[[ INFORMATION PROVIDED, beginning ]]

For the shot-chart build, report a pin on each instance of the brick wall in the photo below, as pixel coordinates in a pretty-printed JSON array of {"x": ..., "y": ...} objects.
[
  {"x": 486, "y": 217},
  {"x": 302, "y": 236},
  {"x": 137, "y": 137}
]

[[ INFORMATION PROVIDED, end ]]

| ABOUT THIS EXERCISE |
Retype the records in full. Keep every line identical to the original.

| EXERCISE SOLUTION |
For the shot-chart build, report a pin on each instance of the brick wall in the photo below, as pixel coordinates in a pretty-printed JSON array of {"x": ..., "y": ...} objects.
[
  {"x": 486, "y": 217},
  {"x": 302, "y": 236},
  {"x": 137, "y": 137}
]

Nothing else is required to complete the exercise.